On July 8, 2019, during the demolition of the old hall, an uncontrolled structural collapse occurred, resulting in the deaths of three workers. Demolition continued until late 2019/early 2020, with a groundbreaking ceremony on May 24, 2020 for the next phase of development, which included intensive earthworks.
In July 2021, the construction tender was won by China Construction Eighth Engineering Bureau and the actual construction phase began. The value of the contract was 1.297 billion yuan. The new arena was the first to start construction, and in November 2021 the stadium redevelopment began.
The redevelopment of the complex should be completed at the end of 2023 or early 2024. In 2023, the WTA Finals will return to Shenzhen, but the new arena will not be fully completed at that time and the competition is still to be held at the Shenzhen Bay Sports Center complex.
What are the guidelines for the redevelopment of the Shenzhen Sports Center complex?
The redevelopment project for the Shenzhen Sports Center includes several important aspects, first and foremost the construction of a new sports hall, the major redevelopment of the stadium, the creation of an underground car park, and the rearrangement of the entire surroundings.
Only the indoor swimming pool, the youngest of the three main arenas in the complex, which opened in 2002, is to be completely replaced. The old sports hall from 1985 (Shenzhen Gymnasium) is to be demolished and built anew, and the plan is to provide it with a retractable roof.
The new hall with retractable roof will be built in place of the old Shenzhen Gymnasium and will be much larger (15,000 seats compared to 6,000 in the previous hall) and more modern. The impetus for the construction of the arena was the possibility of hosting the WTA Finals tennis tournament, but it will also be able to host other competitions, such as basketball and ice hockey, as well as cultural events.

Provided material:
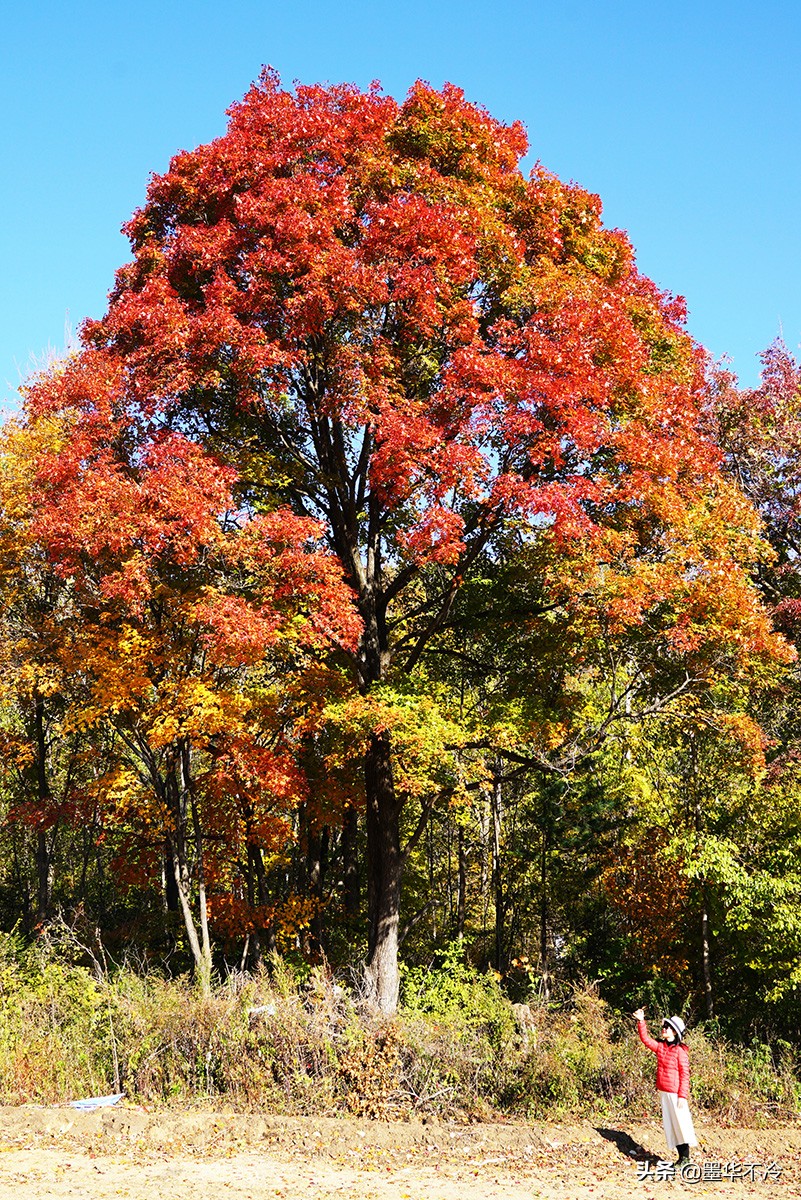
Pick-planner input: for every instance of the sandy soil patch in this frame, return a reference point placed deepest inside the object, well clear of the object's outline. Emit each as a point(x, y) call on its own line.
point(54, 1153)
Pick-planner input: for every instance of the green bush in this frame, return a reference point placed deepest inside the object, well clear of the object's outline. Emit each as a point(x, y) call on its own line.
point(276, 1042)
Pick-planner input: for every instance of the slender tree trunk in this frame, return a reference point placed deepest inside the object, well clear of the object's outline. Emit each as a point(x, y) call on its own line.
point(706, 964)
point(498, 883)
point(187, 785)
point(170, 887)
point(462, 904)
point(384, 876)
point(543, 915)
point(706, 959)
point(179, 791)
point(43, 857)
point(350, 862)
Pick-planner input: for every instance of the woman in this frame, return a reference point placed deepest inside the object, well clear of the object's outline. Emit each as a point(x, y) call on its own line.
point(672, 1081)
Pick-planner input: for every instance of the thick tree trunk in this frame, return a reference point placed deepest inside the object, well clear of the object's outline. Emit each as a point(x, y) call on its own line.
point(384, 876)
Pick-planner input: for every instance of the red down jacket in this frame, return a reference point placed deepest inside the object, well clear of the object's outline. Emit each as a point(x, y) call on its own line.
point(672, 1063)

...

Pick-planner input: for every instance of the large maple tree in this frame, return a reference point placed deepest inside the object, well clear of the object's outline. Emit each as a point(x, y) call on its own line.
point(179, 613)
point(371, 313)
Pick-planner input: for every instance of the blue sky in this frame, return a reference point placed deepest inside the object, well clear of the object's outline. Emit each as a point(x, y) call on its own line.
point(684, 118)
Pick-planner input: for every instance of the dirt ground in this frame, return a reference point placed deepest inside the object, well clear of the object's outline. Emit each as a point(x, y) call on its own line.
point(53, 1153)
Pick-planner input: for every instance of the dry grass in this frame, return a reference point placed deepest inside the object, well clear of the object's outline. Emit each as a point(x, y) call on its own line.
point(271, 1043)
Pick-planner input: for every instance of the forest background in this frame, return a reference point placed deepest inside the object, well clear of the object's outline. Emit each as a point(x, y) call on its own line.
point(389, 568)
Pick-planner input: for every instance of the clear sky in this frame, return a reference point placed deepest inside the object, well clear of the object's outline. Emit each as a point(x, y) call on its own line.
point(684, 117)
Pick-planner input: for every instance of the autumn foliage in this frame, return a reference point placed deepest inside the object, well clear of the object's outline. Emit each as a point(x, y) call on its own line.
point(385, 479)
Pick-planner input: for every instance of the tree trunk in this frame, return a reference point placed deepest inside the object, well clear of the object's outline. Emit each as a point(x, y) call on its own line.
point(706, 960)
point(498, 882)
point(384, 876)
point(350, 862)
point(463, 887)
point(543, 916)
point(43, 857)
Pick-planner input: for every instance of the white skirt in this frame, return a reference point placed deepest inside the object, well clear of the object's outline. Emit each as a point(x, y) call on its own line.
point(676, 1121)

Things to do:
**A)** Do these statements agree with the text on the Shenzhen Sports Center redevelopment? (i) The construction contract was worth 1.297 billion yuan. (ii) The 2023 WTA Finals are to be held in the new arena. (iii) The new hall will have fewer seats than the old one. Answer each with yes or no and quote the deciding words of the text.
**B)** Please sum up the text on the Shenzhen Sports Center redevelopment in two sentences.
The lines are separate material.

Responses by item number:
**A)**
(i) Yes: "The value of the contract was 1.297 billion yuan."
(ii) No: "the competition is still to be held at the Shenzhen Bay Sports Center complex."
(iii) No: "15,000 seats compared to 6,000 in the previous hall"

**B)** The redevelopment of the Shenzhen Sports Center complex includes a new sports hall with a retractable roof, a major redevelopment of the stadium, an underground car park and a rearrangement of the entire surroundings, with the new 15,000-seat hall built in place of the old Shenzhen Gymnasium. After a structural collapse during the 2019 demolition killed three workers, China Construction Eighth Engineering Bureau won the construction tender in July 2021, and the redevelopment should be completed at the end of 2023 or early 2024.